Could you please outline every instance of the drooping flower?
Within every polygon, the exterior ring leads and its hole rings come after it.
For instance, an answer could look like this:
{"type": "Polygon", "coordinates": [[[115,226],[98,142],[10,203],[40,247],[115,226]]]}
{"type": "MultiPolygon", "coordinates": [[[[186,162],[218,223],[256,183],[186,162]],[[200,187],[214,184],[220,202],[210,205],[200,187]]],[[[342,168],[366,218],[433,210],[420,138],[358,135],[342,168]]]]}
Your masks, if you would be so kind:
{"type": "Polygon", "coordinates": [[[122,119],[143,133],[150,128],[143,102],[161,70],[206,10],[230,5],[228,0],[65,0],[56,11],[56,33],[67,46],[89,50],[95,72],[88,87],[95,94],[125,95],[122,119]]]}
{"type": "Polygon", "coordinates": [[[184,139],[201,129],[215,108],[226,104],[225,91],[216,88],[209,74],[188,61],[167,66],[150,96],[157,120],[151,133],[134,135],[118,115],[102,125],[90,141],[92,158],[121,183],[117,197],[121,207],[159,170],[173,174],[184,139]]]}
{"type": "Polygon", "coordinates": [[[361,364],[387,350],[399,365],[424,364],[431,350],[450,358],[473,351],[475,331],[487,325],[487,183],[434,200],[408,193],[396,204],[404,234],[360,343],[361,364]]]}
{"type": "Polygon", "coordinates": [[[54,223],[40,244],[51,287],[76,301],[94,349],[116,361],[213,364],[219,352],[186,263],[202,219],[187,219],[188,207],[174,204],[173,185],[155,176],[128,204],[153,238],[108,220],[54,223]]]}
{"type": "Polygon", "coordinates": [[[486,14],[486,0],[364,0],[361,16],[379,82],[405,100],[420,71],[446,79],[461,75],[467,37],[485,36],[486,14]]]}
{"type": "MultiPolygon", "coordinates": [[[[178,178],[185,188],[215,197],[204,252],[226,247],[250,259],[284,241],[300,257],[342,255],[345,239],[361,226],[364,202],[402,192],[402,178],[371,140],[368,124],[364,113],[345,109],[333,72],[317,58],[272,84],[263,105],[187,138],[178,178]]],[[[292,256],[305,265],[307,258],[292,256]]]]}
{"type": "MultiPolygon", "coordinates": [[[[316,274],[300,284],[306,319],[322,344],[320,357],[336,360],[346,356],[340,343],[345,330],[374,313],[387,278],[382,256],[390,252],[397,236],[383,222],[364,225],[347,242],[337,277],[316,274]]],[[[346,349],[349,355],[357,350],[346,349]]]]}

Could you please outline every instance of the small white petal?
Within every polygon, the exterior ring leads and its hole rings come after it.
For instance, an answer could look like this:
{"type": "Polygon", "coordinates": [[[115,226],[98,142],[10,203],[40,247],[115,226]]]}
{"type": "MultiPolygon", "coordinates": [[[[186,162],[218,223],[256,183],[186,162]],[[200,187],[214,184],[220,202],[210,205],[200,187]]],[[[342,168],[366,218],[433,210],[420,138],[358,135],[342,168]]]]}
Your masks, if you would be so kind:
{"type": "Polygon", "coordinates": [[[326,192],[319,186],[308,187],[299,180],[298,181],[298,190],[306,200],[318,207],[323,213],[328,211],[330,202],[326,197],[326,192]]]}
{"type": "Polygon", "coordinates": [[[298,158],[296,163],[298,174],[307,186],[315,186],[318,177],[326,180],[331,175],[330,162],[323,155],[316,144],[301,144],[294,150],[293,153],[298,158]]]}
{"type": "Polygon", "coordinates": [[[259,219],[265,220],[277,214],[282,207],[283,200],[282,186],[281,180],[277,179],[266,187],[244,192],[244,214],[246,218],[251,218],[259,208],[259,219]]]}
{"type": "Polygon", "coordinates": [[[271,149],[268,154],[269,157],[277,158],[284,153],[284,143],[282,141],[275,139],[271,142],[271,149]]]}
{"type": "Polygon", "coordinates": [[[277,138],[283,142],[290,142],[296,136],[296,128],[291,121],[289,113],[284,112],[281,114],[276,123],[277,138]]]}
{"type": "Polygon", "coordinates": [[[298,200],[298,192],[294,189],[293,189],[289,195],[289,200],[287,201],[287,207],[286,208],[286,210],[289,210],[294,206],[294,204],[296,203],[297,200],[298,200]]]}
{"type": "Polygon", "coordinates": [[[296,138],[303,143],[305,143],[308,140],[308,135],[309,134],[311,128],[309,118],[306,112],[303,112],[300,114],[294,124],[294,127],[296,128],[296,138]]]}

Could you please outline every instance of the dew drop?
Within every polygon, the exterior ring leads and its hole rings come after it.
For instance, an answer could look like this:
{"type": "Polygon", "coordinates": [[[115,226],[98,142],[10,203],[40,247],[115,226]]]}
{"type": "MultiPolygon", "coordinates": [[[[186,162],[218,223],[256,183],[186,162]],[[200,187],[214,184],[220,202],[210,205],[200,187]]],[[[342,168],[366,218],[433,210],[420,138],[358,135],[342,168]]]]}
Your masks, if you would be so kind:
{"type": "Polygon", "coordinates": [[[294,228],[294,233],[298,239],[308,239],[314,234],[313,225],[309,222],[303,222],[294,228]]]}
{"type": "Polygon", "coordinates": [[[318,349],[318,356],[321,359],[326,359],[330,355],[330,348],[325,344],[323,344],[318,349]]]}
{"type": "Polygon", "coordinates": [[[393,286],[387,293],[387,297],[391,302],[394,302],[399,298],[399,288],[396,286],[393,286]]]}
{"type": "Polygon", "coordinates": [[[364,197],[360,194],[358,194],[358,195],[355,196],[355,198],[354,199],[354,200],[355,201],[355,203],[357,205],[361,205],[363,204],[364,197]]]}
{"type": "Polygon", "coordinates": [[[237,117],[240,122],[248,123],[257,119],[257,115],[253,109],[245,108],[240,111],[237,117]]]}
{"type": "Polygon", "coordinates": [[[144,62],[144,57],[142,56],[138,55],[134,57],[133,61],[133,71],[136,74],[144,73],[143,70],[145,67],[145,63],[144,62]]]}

☆ ☆ ☆ ☆ ☆ ☆ ☆

What the exercise asks: Copy out all of the items above word for word, with nothing left out or changed.

Correct response:
Could you please outline every instance of the drooping flower?
Within every polygon, the exterior ring leads and its hole rings come after it.
For instance, an answer could look like this:
{"type": "Polygon", "coordinates": [[[115,226],[98,142],[10,203],[40,247],[115,226]]]}
{"type": "MultiPolygon", "coordinates": [[[[186,162],[218,223],[256,183],[186,162]],[[200,187],[214,184],[220,202],[210,205],[200,187]]],[[[342,168],[366,218],[433,210],[420,138],[358,135],[342,168]]]]}
Your masks, if you would be so kind:
{"type": "Polygon", "coordinates": [[[122,119],[143,133],[150,128],[143,102],[161,70],[206,10],[230,5],[228,0],[65,0],[56,11],[56,33],[67,46],[89,50],[95,72],[88,87],[95,94],[125,95],[122,119]]]}
{"type": "Polygon", "coordinates": [[[184,139],[201,129],[215,108],[226,104],[225,91],[216,88],[209,74],[188,61],[167,66],[150,96],[157,120],[151,133],[134,135],[118,115],[102,125],[90,141],[92,158],[121,183],[117,197],[121,207],[159,170],[173,174],[184,139]]]}
{"type": "Polygon", "coordinates": [[[361,364],[387,350],[399,365],[424,364],[431,350],[450,358],[473,351],[475,331],[487,325],[487,183],[434,200],[408,193],[396,204],[404,234],[360,343],[361,364]]]}
{"type": "Polygon", "coordinates": [[[54,223],[40,244],[51,287],[76,301],[94,349],[116,361],[213,364],[219,352],[186,263],[202,219],[187,219],[188,207],[174,204],[173,185],[155,176],[128,204],[153,238],[108,220],[54,223]]]}
{"type": "Polygon", "coordinates": [[[486,14],[486,0],[364,0],[361,16],[379,82],[405,100],[420,71],[446,79],[461,75],[467,37],[485,36],[486,14]]]}
{"type": "MultiPolygon", "coordinates": [[[[178,178],[185,188],[215,197],[204,252],[226,247],[250,259],[284,241],[300,257],[342,255],[345,239],[361,226],[364,202],[402,192],[402,178],[371,140],[368,124],[364,113],[345,109],[333,72],[317,58],[272,84],[263,105],[187,138],[178,178]]],[[[292,256],[305,265],[307,258],[292,256]]]]}
{"type": "MultiPolygon", "coordinates": [[[[316,274],[300,284],[306,319],[322,344],[320,357],[336,360],[346,356],[340,343],[345,330],[374,313],[387,278],[382,256],[390,252],[397,236],[383,222],[364,225],[347,242],[337,277],[316,274]]],[[[346,349],[349,355],[357,350],[346,349]]]]}

Could you please outline every instance of the small white petal?
Within every polygon, the exterior ring leads and its hole rings come after it.
For instance, an answer could look like this:
{"type": "Polygon", "coordinates": [[[115,226],[98,142],[10,203],[40,247],[115,226]]]}
{"type": "MultiPolygon", "coordinates": [[[[186,162],[218,223],[256,183],[186,162]],[[200,187],[214,184],[220,202],[210,205],[200,187]]],[[[342,168],[366,218],[433,210],[420,138],[358,135],[342,168]]]]}
Your masks, if you would be so kind:
{"type": "Polygon", "coordinates": [[[326,192],[319,186],[308,187],[299,180],[298,181],[298,190],[306,200],[318,207],[323,213],[328,211],[330,202],[326,197],[326,192]]]}
{"type": "Polygon", "coordinates": [[[298,158],[296,163],[298,174],[307,186],[315,186],[318,177],[326,180],[331,175],[330,162],[323,155],[316,144],[301,144],[294,150],[293,153],[298,158]]]}
{"type": "Polygon", "coordinates": [[[259,219],[265,220],[277,214],[282,207],[283,200],[282,186],[281,180],[277,179],[266,187],[244,192],[244,214],[246,218],[251,218],[259,208],[259,219]]]}
{"type": "Polygon", "coordinates": [[[271,149],[268,154],[269,157],[277,158],[284,153],[284,143],[282,141],[275,139],[271,142],[271,149]]]}
{"type": "Polygon", "coordinates": [[[277,138],[283,142],[290,142],[296,136],[296,128],[291,121],[289,113],[284,112],[281,114],[276,123],[277,138]]]}
{"type": "Polygon", "coordinates": [[[298,200],[298,192],[294,189],[293,189],[289,195],[289,200],[287,201],[287,207],[286,208],[286,210],[289,210],[294,206],[294,204],[296,203],[297,200],[298,200]]]}
{"type": "Polygon", "coordinates": [[[296,138],[303,143],[305,143],[308,140],[308,135],[309,134],[311,128],[309,118],[306,112],[303,112],[300,114],[294,124],[294,127],[296,128],[296,138]]]}

Could you please outline every instance of the dew drop?
Within every polygon, the exterior ring leads and its hole rings come after it.
For instance, an answer could look like this:
{"type": "Polygon", "coordinates": [[[115,226],[98,142],[10,203],[40,247],[115,226]]]}
{"type": "MultiPolygon", "coordinates": [[[[186,162],[218,223],[256,183],[186,162]],[[200,187],[214,184],[220,202],[210,205],[200,187]]],[[[342,168],[366,218],[433,210],[420,138],[358,135],[342,168]]]]}
Your masks, if you would be so kind:
{"type": "Polygon", "coordinates": [[[294,228],[294,233],[298,239],[308,239],[314,234],[313,225],[309,222],[303,222],[294,228]]]}
{"type": "Polygon", "coordinates": [[[318,349],[318,356],[321,359],[326,359],[330,355],[330,348],[325,344],[323,344],[318,349]]]}
{"type": "Polygon", "coordinates": [[[393,286],[387,293],[387,297],[391,302],[394,302],[399,298],[399,288],[396,286],[393,286]]]}
{"type": "Polygon", "coordinates": [[[364,197],[360,194],[358,194],[358,195],[355,196],[355,198],[354,199],[354,200],[355,201],[355,203],[357,205],[361,205],[363,204],[364,197]]]}
{"type": "Polygon", "coordinates": [[[237,117],[240,122],[248,123],[257,119],[257,115],[253,109],[245,108],[240,111],[237,117]]]}
{"type": "Polygon", "coordinates": [[[144,62],[144,57],[142,56],[138,55],[134,57],[133,61],[133,71],[136,74],[144,73],[143,70],[145,67],[145,63],[144,62]]]}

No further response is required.